## Page text
━━━
What is Text-to-SQL?
I recently stumbled across a tool called WrenAI that claims you can query any database using plain English. I was a little skeptical at first, but after burning through my free credits, I realized they weren’t bluffing. It felt kind of magical to ask questions in natural language and watch it generate relevant SQL and charts in real time.
As someone who works in data modeling and business intelligence, I know how critical a solid underlying model is. Your semantic and reporting layers are only as good as the foundation they sit on. So when a generative AI tool can consistently return useful SQL, readable tables, and insightful charts, you start to wonder if dashboards as we know them are about to be redefined.
What really caught my attention, though, was how tools like this could help democratize access to data. You don’t need to know SQL or even how to use a BI tool. This abstraction layer means non-technical users can get answers on their own, often in seconds. For data teams, that means fewer repetitive ad-hoc requests like “Can you pull sales by region?” or “Oh wait, can you add distribution channel to that?” and more time spent on better modeling and optimization work.
I was curious enough to dig into WrenAI GitHub repo to see how it all worked behind the scenes.
At first glance, it looks a bit overwhelming. But the point of this post, and the ones to follow, is to unpack that complexity and explore how these tools actually work under the hood.
Let’s start by breaking down the architecture diagram above.
1. Connect (Getting the Data In)
What it does:
This is where a Text-To-SQL system (e.g. WrenAI) connects to your actual data - databases, data warehouses, and more.
- Connect: Add a data source (like Synapse Analytics, Snowflake, Postgres, etc.)
- Reads Metadata: Grabs table names, column types, and other schema details
Think of it like introducing the Text-To-SQL system to your data for the first time.
2. Modeling (Defining the Semantics)
What it does:
Before WrenAI can do anything useful, you help it understand your data by defining semantics - descriptions, meanings, and relationships.
- You describe what fields mean (e.g.,
order_total
= total sales). - It creates a semantic model to guide its understanding.
This is where you teach the system your organization’s vocabulary.
3. Indexing (Organizing the Knowledge)
━━━
## Listed records
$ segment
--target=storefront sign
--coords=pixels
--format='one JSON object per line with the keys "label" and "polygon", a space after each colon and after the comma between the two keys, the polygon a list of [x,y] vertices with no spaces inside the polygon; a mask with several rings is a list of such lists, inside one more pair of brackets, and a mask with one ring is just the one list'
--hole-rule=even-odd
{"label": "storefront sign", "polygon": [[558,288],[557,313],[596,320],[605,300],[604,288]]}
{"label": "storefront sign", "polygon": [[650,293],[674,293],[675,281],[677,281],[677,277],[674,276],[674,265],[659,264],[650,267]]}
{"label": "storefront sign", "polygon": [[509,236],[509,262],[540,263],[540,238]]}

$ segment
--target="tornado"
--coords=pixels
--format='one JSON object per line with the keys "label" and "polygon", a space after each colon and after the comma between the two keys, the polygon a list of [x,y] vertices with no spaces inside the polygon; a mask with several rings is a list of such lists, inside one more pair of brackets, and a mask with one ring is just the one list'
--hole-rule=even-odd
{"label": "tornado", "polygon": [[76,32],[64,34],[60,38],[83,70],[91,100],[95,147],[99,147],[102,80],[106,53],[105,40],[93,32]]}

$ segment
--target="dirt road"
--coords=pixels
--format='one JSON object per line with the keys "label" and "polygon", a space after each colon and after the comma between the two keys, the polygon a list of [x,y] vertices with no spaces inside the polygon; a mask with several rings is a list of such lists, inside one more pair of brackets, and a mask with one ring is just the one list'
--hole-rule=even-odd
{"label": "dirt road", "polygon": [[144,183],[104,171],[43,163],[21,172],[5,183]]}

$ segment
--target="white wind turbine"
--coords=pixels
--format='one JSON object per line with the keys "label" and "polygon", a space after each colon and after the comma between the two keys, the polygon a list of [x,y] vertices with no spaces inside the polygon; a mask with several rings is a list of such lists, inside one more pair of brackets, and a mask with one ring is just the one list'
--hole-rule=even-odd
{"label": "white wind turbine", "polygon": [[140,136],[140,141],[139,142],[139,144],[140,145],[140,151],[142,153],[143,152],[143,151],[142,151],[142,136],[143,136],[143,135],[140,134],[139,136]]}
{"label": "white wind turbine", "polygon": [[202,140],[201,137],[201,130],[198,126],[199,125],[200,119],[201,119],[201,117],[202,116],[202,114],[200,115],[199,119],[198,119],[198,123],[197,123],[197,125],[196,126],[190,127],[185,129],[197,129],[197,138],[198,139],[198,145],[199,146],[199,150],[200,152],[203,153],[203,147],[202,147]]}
━━━
## Required action A
According to the Text-to-SQL text, what does the system read from a data source once it is connected?
## Required action B
Carry on the Text-to-SQL text from the point where it ends.
The records have nothing to do with the Text-to-SQL text.

## Exercise response A
It reads the metadata: table names, column types, and other schema details.

## Exercise response B
What it does:
WrenAI processes your schema, metadata, and semantics, and stores them in a vector database for fast and relevant retrieval.
- Index Processing: Converts the model into vectorized data
- Vector Database: Makes that knowledge easily searchable
It’s like building a memory of your data that the AI can quickly reference.
4. Retrieval (Finding the Right Context)
What it does:
When a user asks a question, WrenAI looks through its vector memory to find the most relevant context - like tables, fields, and relationships.
- Retrieval Service: Matches the question to the right metadata
It’s like checking your notes before answering an exam question.
5. Prompting & Generation (Creating the SQL)
What it does:
Now WrenAI combines the user’s question with relevant context and forms a prompt for an LLM (like GPT-4, Claude, Gemini, you name it, the frontier models will always return better results) to generate SQL.
- Prompt: Merges question + metadata
- LLM: Generates the SQL query
- Output Processing: Validates the query to make sure it works
This is the smart part — translating natural language into working SQL.
6. Wren UI (The User Interface)
What it does:
This is what users see. You type your question into a chat-like interface, and WrenAI handles the rest.
- Sends your question to the backend
- Returns SQL results and visualizations
It’s the conversation window where data questions become answers.
7. Wren Engine (Query Execution Layer)
What it does:
Once the SQL is ready, it has to run somewhere. That’s the job of the Wren Engine.
- Core: Executes the SQL against the connected data source
- Metastore: Stores schema and semantic models for reuse
This is the engine room — quietly powering the results behind the scenes.
Summary in Plain English
You connect your data → define what it means → WrenAI processes and remembers it → when someone asks a question, it finds the right context → sends it to an AI to generate SQL → runs the SQL → and gives the user an answer.
Wrapping Up
Exploring WrenAI gave me a glimpse into what the future of analytics could look like: a world where anyone in a company can ask a question and get a useful answer instantly, without waiting days for a report or dashboard. Under the hood, it’s a blend of old-school data modeling, modern indexing, and generative AI — all working together.
What surprised me most is how much of this relies on concepts we already understand as data professionals: schemas, semantics, metadata, and SQL. The magic is in how they’re combined.
This is just the beginning. In upcoming posts, I’ll explore each piece in more depth, from building semantic models to how prompts are structured and validated, and share what I learn along the way. My goal is to better understand how to make data truly AI-ready, and I hope you’ll follow along. If you’re curious about this space or already exploring it yourself, let’s learn together.